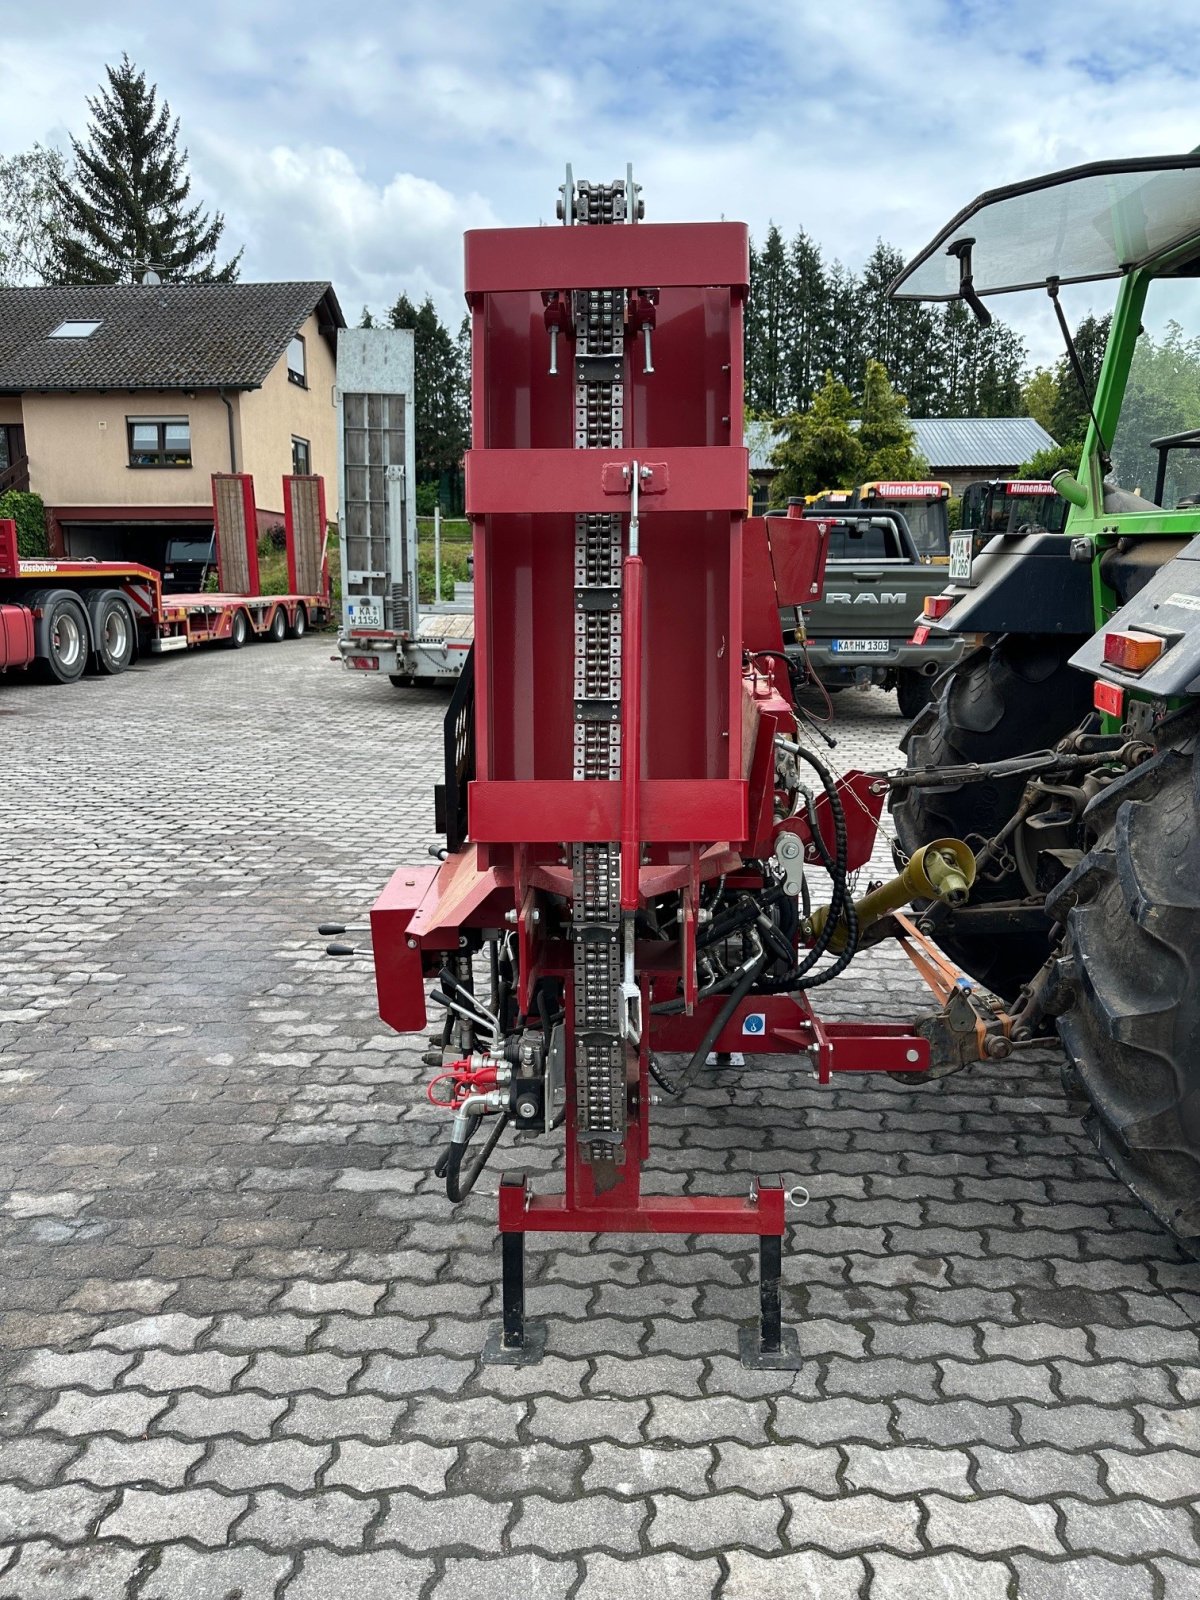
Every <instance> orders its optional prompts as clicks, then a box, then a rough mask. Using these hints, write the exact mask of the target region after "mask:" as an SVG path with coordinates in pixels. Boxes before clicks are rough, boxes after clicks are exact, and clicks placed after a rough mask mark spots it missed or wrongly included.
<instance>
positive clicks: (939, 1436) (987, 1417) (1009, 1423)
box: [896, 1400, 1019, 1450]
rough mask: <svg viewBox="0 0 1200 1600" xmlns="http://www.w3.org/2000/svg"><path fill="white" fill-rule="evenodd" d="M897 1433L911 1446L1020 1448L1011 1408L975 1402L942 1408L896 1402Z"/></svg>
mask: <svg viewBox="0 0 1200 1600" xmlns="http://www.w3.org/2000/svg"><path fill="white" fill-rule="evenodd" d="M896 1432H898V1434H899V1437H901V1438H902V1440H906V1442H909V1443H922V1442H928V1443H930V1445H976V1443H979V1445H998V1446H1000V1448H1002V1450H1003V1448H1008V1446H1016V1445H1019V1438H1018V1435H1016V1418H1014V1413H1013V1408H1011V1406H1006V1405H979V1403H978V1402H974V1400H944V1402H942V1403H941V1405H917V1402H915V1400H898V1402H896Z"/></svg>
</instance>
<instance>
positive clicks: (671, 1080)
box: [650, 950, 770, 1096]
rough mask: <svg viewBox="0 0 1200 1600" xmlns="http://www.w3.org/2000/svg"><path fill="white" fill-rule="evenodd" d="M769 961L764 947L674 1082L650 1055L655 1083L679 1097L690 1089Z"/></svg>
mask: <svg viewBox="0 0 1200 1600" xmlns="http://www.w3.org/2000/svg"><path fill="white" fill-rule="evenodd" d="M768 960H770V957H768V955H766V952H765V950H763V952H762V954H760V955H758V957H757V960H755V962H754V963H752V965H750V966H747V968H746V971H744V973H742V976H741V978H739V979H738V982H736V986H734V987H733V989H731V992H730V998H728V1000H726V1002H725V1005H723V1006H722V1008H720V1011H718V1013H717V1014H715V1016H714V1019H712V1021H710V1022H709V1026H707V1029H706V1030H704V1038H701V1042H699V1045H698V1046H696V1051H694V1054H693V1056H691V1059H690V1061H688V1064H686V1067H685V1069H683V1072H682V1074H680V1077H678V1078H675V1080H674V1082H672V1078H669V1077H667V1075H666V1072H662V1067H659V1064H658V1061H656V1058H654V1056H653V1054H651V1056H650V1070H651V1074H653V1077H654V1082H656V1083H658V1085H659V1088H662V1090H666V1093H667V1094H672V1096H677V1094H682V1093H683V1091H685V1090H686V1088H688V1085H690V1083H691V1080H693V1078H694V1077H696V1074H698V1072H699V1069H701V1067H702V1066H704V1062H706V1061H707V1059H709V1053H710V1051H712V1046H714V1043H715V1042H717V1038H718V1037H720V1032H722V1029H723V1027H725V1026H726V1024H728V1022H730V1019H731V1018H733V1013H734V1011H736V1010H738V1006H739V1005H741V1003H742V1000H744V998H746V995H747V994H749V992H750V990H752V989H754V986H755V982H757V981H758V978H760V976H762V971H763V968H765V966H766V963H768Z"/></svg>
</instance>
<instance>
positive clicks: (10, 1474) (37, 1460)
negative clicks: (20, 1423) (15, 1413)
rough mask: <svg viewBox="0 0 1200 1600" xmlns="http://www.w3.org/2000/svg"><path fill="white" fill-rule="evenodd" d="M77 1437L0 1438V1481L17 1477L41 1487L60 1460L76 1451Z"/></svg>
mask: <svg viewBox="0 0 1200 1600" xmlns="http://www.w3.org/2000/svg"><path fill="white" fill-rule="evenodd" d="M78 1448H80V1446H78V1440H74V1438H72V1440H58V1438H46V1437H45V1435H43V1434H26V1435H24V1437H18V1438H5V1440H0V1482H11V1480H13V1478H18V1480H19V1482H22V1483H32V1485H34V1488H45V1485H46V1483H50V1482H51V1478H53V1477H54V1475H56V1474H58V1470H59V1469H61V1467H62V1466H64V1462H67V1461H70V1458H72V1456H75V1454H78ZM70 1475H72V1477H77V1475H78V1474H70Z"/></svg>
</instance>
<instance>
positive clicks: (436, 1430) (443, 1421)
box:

- What you will do
Sift through the material above and copy each line that holds "clicks".

- Answer for this exercise
Every <instance> orders its optional prompts as clicks, then a box, then a rough mask. Using these hints, write the exact mask of the target region after "mask:" as an SVG path with coordinates in pixels. Boxes before clicks are rough, boxes after clicks are exact, and clicks placed after a rough mask mark spots it missed or wrongly included.
positive clicks: (939, 1436) (987, 1417) (1009, 1423)
positive clicks: (671, 1080)
positive clicks: (10, 1474) (37, 1460)
negative clicks: (20, 1423) (15, 1413)
positive clicks: (436, 1430) (443, 1421)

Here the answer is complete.